Print all of the data exactly, but drop the pictures.

__________

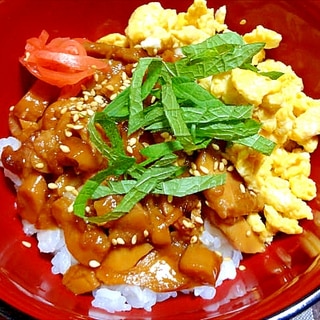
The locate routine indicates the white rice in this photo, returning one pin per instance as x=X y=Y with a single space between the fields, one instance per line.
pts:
x=125 y=297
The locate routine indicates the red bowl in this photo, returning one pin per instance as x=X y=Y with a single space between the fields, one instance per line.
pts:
x=272 y=289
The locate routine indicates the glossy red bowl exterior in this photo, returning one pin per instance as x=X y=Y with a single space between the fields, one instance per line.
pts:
x=277 y=284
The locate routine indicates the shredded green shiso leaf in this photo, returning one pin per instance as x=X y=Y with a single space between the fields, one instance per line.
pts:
x=191 y=114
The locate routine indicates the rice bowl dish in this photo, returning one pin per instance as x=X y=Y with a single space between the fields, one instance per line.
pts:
x=201 y=226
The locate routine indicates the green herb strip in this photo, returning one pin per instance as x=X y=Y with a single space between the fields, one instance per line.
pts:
x=191 y=114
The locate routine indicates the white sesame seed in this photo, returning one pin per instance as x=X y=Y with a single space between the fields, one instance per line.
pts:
x=204 y=169
x=27 y=244
x=242 y=188
x=110 y=87
x=113 y=96
x=198 y=219
x=64 y=110
x=188 y=224
x=64 y=148
x=99 y=99
x=120 y=241
x=90 y=112
x=69 y=188
x=39 y=165
x=193 y=239
x=70 y=208
x=94 y=264
x=134 y=239
x=52 y=186
x=67 y=133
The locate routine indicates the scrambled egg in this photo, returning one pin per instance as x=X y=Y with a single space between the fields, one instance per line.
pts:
x=288 y=116
x=156 y=29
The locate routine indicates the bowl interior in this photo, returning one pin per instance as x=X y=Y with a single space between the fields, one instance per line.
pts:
x=268 y=284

__________

• _Solution for this task_:
The locate routine indicates the white rice in this photo, returning one pin per instance as x=X y=Y with a single space between the fields, one instance per line.
pts:
x=125 y=297
The locate routine indicates the red bowl in this photo, returning one pin per instance as x=X y=Y with a single space between the fields, one instance per line.
pts:
x=272 y=289
The locate routine indicates the glossy red bowl exterior in this photo, returning one pin per instance as x=X y=Y with a single space between the fields, one instance per line.
pts:
x=277 y=284
The locate routine indicates the shredded green shiso leaf in this photo, returning one pin per instance as x=X y=Y with a single space between the fields, one instance per line.
pts:
x=191 y=114
The locate routine indicates the rice bowl dish in this photo, returning one pin per instance as x=X y=Y with a single space between the fields, one instance per line.
pts:
x=201 y=226
The locate routine indicates the green herb strip in this photo, returning one pin per instance as x=X y=Y with a single space between the fields, one instance per line.
pts:
x=191 y=114
The locate routine indicates the white sesame seed in this photo, returning one pin per instance as x=X y=Y with a single space between the fields, one instance per line.
pts:
x=204 y=169
x=27 y=244
x=242 y=188
x=110 y=87
x=113 y=96
x=198 y=219
x=64 y=110
x=188 y=224
x=64 y=148
x=99 y=99
x=120 y=241
x=90 y=112
x=69 y=188
x=39 y=165
x=193 y=239
x=70 y=208
x=94 y=264
x=134 y=239
x=52 y=186
x=67 y=133
The locate routine indicates the scrambled egg in this photo, returning one pin per instance as x=X y=Y with a single space between the fields, one instance per line.
pts:
x=288 y=116
x=156 y=29
The locate routine indicates the bowl interior in this photo, returning one pin per instance as x=X y=Y with a single space between the fields, one instance per line.
pts:
x=268 y=284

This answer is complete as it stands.